* **Aim**
Extract every line of the data below word for word, leaving out the pictures.

* **Data shown**
= = = = = = =

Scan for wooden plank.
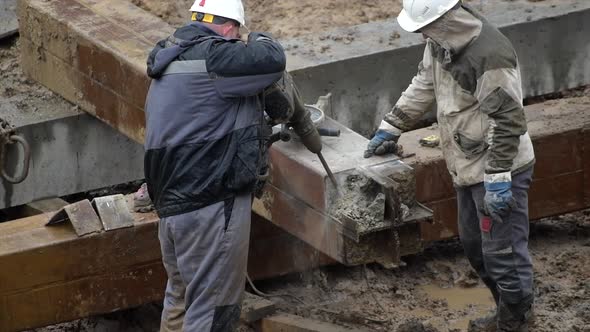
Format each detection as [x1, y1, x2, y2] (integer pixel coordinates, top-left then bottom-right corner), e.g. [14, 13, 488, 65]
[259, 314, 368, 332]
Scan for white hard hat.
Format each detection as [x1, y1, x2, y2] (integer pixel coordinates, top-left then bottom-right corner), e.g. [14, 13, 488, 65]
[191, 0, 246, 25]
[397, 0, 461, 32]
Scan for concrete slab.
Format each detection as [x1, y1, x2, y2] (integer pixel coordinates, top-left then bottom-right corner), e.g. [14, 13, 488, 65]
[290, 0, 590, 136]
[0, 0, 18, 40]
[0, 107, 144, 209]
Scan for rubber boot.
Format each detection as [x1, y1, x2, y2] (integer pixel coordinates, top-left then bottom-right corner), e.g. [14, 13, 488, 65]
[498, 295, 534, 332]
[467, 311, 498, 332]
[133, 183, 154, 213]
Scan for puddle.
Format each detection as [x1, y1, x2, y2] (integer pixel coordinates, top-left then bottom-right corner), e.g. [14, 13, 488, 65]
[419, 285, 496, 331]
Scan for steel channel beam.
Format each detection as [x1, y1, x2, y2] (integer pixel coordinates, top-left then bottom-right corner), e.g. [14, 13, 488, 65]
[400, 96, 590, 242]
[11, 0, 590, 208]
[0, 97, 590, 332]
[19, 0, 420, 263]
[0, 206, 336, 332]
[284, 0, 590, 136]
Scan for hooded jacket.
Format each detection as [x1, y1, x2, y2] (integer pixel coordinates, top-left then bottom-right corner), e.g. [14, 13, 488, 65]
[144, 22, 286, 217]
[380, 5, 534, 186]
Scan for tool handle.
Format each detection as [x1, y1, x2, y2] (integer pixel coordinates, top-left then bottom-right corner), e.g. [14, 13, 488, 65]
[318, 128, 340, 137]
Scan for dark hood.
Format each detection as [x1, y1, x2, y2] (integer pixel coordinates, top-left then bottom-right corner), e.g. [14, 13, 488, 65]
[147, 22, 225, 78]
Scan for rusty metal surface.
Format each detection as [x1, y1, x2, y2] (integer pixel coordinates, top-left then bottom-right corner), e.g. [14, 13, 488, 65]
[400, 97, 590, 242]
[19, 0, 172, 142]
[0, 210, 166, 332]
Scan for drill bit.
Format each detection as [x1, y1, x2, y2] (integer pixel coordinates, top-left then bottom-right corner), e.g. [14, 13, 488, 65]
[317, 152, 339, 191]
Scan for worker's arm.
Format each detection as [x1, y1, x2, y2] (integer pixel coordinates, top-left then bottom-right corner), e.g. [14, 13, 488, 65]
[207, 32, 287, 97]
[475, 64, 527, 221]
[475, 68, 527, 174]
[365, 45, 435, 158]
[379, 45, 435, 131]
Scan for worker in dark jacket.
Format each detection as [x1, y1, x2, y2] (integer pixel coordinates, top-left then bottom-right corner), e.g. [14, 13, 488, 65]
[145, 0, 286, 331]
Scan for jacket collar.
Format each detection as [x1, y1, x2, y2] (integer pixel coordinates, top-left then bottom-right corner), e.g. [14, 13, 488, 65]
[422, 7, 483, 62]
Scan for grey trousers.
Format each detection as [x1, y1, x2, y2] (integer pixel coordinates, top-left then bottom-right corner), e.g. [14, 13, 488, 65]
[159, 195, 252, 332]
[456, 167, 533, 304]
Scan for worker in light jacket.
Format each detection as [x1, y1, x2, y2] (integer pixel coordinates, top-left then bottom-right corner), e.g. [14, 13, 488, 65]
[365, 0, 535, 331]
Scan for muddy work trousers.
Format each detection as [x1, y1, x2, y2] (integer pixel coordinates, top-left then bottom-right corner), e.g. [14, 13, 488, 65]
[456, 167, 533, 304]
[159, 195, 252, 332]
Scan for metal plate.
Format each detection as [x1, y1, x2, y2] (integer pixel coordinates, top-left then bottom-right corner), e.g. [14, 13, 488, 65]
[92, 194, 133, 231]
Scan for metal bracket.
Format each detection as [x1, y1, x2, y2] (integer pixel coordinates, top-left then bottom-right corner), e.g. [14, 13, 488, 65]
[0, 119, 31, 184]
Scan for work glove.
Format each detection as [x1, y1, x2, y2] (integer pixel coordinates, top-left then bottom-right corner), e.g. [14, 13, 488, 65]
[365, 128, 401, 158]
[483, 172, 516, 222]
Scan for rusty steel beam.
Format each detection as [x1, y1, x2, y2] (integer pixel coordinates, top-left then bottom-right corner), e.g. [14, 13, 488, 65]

= = = = = = =

* **Task response**
Scan for wooden plank.
Format each detection as [x1, y1, x2, y2] (integer pixel coordinates, top-left then bottom-right corner), e.g. [14, 13, 488, 65]
[259, 314, 368, 332]
Scan for white hard hat.
Format each detection as [x1, y1, x2, y2] (integer pixel coordinates, top-left then bottom-right corner), e.g. [14, 13, 488, 65]
[191, 0, 246, 25]
[397, 0, 461, 32]
Scan for concrete slab.
Format each detection as [x1, y1, x2, y2] (integer pixel coordinates, top-left then bottom-right corner), e.g. [14, 13, 488, 65]
[290, 0, 590, 136]
[0, 0, 18, 40]
[0, 107, 144, 209]
Scan for rubber boot.
Format each detection as [x1, y1, x2, y2] (integer pixel coordinates, top-left then bottom-right corner), e.g. [14, 13, 488, 65]
[498, 295, 534, 332]
[467, 311, 498, 332]
[133, 183, 154, 213]
Scan for puddle.
Format each detection as [x1, y1, x2, y2] (integer pixel coordinates, top-left then bottom-right corner), e.g. [14, 13, 488, 65]
[419, 285, 496, 331]
Scan for steel channel beam.
Format each detection as [x1, y1, x2, y2] (integer pixel coordinates, top-left then bottom-right corner), e.g. [14, 13, 488, 65]
[400, 96, 590, 242]
[11, 0, 590, 208]
[0, 97, 590, 332]
[19, 0, 420, 263]
[0, 206, 336, 332]
[284, 0, 590, 136]
Scan for hooded jacket.
Format each detection as [x1, y1, x2, y2] (integer pixel coordinates, top-left then bottom-right corner), e.g. [14, 13, 488, 65]
[144, 22, 286, 217]
[380, 5, 534, 186]
Scan for tool handle.
Format each detection as [x1, y1, x2, y2] (integer pixel coordinates, top-left then bottom-right corner), e.g. [14, 13, 488, 65]
[318, 128, 340, 137]
Scan for dark hood.
Format each detection as [x1, y1, x2, y2] (integer pixel coordinates, top-left then bottom-right corner), e.g. [14, 13, 488, 65]
[147, 22, 225, 78]
Scan for rusty metal surface.
Format each detection as [x1, y1, x2, y2] (integer pixel coordinates, top-left then bottom-right corner), e.g. [14, 13, 488, 65]
[400, 97, 590, 242]
[19, 0, 172, 142]
[0, 210, 166, 332]
Scan for drill bit.
Format each detection as [x1, y1, x2, y2] (integer pixel coordinates, top-left then bottom-right corner), e.g. [14, 13, 488, 65]
[317, 152, 339, 191]
Scan for worker's arm.
Format each detection as [x1, y1, x2, y2] (integer pixel coordinates, top-left then bottom-right corner), e.g. [14, 13, 488, 65]
[207, 32, 287, 97]
[475, 64, 527, 221]
[475, 68, 527, 174]
[365, 45, 435, 158]
[379, 45, 435, 131]
Scan for worker in dark jacket.
Format each detection as [x1, y1, x2, y2] (integer pixel coordinates, top-left then bottom-right corner), e.g. [14, 13, 488, 65]
[145, 0, 286, 331]
Scan for jacket collar.
Format each detection as [x1, y1, x2, y2] (integer pixel coordinates, top-left then bottom-right corner), e.g. [14, 13, 488, 65]
[422, 7, 483, 62]
Scan for grey trousers.
Format each detection as [x1, y1, x2, y2] (integer pixel coordinates, top-left then bottom-right corner), e.g. [14, 13, 488, 65]
[159, 195, 252, 332]
[456, 167, 533, 304]
Scan for worker in light jacket.
Format each detection as [x1, y1, x2, y2] (integer pixel coordinates, top-left then bottom-right corner), e.g. [14, 13, 488, 65]
[365, 0, 535, 331]
Scan for muddy work trousers.
Format each detection as [x1, y1, x2, y2] (integer pixel coordinates, top-left then bottom-right corner), e.g. [14, 13, 488, 65]
[456, 167, 533, 304]
[159, 195, 252, 332]
Scan for metal plate.
Format each detection as [x1, y1, x2, y2] (integer pixel coordinates, top-left then bottom-right corner), e.g. [14, 13, 488, 65]
[92, 194, 133, 231]
Scan for metal bracket.
Format each detection as [x1, y1, x2, y2] (integer pixel coordinates, top-left then bottom-right corner), e.g. [14, 13, 488, 65]
[0, 119, 31, 184]
Scan for work glove.
Format each detection as [x1, y1, x2, y2] (integer pixel coordinates, top-left then bottom-right corner), e.g. [14, 13, 488, 65]
[365, 128, 401, 158]
[483, 172, 516, 222]
Scan for rusty steel beam.
Format each detection as [x1, y1, x2, y2] (integer pixel coordinates, top-left then bottom-right corner), e.g. [14, 13, 488, 65]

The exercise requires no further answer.